### DATA RECORDS
+ + + +
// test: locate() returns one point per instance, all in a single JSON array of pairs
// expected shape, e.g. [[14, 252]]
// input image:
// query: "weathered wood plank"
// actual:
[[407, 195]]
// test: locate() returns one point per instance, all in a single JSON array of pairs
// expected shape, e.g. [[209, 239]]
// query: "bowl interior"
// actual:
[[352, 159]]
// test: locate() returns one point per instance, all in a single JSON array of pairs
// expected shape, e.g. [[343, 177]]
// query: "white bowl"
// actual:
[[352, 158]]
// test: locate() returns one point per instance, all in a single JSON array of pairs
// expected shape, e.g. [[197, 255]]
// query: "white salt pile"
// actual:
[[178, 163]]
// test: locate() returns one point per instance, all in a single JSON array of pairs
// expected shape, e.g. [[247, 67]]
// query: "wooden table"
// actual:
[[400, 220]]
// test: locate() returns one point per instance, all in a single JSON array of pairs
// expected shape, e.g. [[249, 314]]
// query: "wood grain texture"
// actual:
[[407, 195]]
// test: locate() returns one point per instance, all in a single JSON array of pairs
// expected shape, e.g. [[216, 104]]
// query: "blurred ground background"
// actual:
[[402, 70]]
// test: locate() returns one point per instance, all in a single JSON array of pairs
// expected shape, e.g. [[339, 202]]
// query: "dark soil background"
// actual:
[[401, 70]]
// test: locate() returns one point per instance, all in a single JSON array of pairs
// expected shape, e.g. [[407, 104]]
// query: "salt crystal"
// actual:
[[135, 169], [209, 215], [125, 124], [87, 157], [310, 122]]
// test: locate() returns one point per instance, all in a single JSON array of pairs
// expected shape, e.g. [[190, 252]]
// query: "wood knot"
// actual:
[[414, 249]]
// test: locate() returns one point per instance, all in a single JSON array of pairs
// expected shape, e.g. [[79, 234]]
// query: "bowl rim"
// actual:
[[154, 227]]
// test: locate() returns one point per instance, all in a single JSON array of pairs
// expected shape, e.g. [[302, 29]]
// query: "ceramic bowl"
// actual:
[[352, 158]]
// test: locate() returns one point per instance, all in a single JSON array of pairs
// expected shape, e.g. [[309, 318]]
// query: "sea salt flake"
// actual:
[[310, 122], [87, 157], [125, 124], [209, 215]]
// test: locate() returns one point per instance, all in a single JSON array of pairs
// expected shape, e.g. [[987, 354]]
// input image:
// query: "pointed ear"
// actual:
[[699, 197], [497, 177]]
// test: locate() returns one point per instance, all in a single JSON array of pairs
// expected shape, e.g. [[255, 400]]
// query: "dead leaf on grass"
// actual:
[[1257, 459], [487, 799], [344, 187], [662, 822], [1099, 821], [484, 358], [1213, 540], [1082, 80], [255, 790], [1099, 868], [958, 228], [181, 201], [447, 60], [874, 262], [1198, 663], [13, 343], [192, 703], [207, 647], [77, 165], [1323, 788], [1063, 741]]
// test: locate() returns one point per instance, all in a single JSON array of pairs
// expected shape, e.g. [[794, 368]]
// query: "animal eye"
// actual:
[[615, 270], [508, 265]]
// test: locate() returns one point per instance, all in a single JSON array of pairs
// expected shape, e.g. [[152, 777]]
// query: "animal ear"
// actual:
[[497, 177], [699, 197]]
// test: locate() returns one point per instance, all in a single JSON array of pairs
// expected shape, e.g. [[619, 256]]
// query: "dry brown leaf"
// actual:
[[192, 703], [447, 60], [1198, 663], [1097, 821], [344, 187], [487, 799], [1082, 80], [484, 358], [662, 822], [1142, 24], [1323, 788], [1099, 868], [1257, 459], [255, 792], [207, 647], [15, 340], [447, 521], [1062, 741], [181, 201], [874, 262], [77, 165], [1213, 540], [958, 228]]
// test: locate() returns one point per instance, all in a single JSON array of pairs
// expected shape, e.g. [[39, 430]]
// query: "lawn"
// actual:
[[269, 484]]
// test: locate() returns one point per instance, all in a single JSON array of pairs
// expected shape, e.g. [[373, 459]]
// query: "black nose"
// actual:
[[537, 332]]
+ + + +
### WHAT IS EXPECTED
The string "leaf" shows up in some lines of the listing. Copy each such line.

### ANSWER SECTION
// query: "dead leaf on grass"
// query: "dry brown leaf"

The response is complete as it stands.